▸ **Task requirements**
Check each statement against the article on The Poetics of Space below and answer yes or no, quoting the words of the article that settle it.
(a) Bachelard prefers the psychoanalytic approach to the phenomenological one.
(b) A foreword by John R. Stilgoe was added in a 1994 edition.
(c) Bachelard bases his analysis of architecture on its purported origins.

▸ **Source document**
The Poetics of Space () is a 1958 book about architecture by the French philosopher Gaston Bachelard. The book is considered an important work about art. Commentators have compared Bachelard's views to those of the philosopher Martin Heidegger.

Summary
Bachelard applies the method of phenomenology to architecture, basing his analysis not on purported origins (as was the trend in Enlightenment thinking about architecture) but on lived experience in architectural places and their contexts in nature. He focuses especially on the personal, emotional response to buildings both in life and in literary works, both in prose and in poetry. He is thus led to consider spatial types such as the attic, the cellar, drawers and the like. Bachelard implicitly urges architects to base their work on the experiences it will engender rather than on abstract rationales that may or may not affect viewers and users of architecture.

Bachelard also discusses psychoanalysis and the work of the psychiatrist Carl Jung. Comparing the psychoanalytic and phenomenological approaches to his subject matter, he sees merit in both, but finds the phenomenological approach preferable.

Publication history
The Poetics of Space was first published by Presses Universitaires de France in 1958. In 1964, the Orion Press, Inc. published the book, with a foreword by the philosopher Étienne Gilson, in an English translation by the writer Maria Jolas. Beacon Press republished the work in English in 1969. In 1994, it republished it in a new edition with an added foreword by the historian John R. Stilgoe. In 2014, Penguin Books published an edition with a foreword by the novelist Mark Z. Danielewski and an introduction by the philosopher Richard Kearney.

▸ **Data section**
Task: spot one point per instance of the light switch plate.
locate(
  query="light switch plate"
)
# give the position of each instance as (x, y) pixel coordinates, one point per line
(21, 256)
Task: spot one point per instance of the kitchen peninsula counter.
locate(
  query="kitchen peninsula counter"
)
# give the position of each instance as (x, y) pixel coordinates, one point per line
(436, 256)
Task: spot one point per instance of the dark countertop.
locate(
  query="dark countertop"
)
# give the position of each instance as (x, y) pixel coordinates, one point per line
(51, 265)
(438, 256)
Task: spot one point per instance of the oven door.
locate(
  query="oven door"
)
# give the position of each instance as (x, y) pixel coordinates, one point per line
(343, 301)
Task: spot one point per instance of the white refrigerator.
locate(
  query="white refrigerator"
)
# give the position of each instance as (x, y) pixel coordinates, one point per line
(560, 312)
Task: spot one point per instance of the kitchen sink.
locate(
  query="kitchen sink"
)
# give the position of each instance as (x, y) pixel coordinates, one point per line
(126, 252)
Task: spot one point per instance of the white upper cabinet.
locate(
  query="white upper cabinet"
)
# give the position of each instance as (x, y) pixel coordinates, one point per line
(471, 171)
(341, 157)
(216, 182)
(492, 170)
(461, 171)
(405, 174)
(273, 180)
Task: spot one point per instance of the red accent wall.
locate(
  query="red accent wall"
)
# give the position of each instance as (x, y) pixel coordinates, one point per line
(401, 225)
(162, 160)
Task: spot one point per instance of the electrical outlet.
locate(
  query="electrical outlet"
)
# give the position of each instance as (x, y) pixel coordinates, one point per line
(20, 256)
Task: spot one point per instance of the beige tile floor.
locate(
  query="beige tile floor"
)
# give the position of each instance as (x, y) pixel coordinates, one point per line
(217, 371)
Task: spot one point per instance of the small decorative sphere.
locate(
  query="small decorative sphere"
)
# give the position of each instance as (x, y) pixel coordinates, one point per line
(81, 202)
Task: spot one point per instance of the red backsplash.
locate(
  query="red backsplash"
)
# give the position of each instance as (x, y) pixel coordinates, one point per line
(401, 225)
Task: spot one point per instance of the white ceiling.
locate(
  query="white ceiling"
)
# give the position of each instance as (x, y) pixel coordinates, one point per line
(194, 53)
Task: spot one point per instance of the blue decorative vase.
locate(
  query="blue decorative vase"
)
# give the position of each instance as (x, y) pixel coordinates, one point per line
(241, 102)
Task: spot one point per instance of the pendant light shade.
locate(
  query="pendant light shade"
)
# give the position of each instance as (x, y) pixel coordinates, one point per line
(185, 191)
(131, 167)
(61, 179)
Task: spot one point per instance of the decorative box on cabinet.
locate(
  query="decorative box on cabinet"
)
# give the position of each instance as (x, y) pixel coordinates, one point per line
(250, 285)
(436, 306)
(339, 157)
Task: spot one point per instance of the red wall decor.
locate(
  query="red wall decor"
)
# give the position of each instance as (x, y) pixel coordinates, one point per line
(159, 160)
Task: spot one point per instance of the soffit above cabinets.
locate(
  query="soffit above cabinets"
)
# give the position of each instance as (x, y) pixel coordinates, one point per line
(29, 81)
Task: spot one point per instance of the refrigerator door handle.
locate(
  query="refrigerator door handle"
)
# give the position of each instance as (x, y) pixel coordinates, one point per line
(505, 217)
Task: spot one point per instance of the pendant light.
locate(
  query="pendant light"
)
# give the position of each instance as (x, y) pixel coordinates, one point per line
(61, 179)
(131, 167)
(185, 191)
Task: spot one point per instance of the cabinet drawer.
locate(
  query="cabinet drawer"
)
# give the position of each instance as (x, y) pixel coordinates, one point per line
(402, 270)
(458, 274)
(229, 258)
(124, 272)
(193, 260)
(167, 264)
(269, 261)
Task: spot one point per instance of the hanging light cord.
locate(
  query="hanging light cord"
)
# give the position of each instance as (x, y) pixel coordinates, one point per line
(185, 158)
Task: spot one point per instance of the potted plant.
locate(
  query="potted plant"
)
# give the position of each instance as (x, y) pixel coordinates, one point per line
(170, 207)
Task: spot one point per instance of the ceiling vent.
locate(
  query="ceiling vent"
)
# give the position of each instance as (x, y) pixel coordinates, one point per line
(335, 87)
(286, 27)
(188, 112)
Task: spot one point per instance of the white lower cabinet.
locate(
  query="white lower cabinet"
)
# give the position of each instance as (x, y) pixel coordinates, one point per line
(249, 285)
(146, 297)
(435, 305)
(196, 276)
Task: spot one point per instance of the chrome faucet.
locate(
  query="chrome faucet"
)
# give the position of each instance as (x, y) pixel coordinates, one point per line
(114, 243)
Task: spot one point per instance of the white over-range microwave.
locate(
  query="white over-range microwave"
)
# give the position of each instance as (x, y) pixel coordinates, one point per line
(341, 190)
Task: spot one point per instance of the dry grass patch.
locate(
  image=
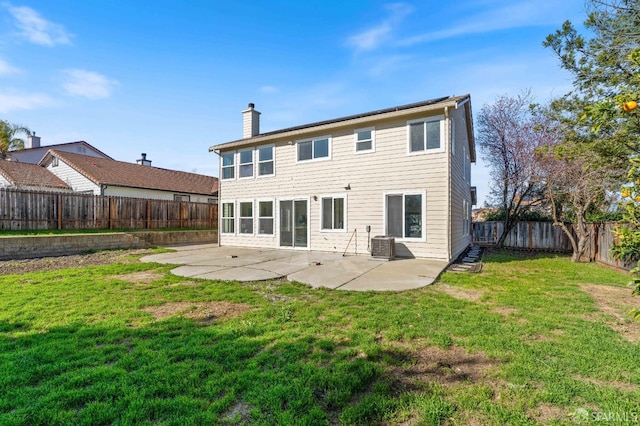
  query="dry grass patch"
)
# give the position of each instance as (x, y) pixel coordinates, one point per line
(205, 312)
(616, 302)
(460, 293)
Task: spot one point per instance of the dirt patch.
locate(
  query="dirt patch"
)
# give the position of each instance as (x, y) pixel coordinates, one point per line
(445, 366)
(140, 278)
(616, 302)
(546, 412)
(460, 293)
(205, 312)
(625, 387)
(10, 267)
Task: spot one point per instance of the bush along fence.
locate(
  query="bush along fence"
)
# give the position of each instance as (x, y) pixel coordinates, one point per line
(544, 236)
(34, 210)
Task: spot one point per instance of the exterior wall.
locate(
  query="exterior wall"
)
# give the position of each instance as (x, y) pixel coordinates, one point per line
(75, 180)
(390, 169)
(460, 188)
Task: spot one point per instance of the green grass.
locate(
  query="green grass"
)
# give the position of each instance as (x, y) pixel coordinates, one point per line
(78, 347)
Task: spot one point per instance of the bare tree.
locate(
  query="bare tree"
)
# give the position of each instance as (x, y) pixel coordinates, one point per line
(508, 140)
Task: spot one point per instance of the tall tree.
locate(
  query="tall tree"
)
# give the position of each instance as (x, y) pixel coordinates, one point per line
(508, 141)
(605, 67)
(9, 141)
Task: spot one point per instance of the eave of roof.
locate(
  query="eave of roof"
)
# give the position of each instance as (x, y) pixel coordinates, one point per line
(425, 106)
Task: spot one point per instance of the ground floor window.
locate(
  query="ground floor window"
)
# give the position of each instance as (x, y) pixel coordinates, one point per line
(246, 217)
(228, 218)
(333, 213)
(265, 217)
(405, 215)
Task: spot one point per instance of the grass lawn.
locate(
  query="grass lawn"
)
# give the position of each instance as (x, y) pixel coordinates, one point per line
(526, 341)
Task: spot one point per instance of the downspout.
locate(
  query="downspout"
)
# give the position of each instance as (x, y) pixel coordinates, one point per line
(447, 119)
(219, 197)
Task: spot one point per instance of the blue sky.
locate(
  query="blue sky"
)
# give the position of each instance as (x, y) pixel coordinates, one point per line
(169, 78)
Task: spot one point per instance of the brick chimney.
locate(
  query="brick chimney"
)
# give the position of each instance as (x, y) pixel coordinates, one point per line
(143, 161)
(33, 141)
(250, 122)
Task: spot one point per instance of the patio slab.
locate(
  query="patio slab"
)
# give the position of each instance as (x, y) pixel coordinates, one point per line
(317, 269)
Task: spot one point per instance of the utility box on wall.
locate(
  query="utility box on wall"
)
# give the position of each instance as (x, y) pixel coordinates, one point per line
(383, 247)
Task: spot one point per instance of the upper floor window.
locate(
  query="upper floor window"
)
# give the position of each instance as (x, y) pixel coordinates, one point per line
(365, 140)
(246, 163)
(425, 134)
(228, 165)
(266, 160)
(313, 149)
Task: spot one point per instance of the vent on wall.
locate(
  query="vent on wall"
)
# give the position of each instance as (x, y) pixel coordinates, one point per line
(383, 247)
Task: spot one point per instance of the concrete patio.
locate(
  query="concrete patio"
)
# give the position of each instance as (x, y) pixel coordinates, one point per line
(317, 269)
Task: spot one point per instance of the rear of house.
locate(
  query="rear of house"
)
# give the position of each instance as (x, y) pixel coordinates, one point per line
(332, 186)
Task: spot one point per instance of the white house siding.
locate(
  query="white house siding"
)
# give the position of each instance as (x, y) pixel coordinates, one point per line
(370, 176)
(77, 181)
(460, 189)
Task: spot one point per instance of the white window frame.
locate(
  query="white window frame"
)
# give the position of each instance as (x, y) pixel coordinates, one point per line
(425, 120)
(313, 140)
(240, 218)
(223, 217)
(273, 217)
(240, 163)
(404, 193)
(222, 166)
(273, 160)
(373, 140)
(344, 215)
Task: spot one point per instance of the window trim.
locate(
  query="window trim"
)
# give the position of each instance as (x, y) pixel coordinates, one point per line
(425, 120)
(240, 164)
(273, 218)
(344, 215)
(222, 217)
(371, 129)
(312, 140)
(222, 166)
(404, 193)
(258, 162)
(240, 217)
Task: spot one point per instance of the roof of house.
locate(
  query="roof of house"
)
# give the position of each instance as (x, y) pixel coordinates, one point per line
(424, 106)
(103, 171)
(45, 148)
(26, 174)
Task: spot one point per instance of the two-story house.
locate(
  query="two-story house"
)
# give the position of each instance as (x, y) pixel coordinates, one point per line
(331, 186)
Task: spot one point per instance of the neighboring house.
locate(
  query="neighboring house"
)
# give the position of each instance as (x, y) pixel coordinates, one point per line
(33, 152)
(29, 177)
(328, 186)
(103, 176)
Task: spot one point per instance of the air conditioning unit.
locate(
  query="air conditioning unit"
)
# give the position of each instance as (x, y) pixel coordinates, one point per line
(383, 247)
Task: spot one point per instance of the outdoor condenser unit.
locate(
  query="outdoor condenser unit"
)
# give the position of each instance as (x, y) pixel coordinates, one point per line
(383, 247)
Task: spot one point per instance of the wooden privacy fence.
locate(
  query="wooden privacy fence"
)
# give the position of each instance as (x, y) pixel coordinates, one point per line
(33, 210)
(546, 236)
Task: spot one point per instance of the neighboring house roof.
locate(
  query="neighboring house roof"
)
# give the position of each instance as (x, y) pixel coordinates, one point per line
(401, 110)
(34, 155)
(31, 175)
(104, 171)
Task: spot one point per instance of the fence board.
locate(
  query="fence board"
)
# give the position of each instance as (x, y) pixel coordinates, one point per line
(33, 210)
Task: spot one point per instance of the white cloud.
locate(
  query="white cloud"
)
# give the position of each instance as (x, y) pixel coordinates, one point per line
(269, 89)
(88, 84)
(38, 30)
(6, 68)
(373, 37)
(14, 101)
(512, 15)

▸ **Solved problem**
(a) No: "he sees merit in both, but finds the phenomenological approach preferable."
(b) Yes: "In 1994, it republished it in a new edition with an added foreword by the historian John R. Stilgoe."
(c) No: "basing his analysis not on purported origins (as was the trend in Enlightenment thinking about architecture) but on lived experience in architectural places and their contexts in nature."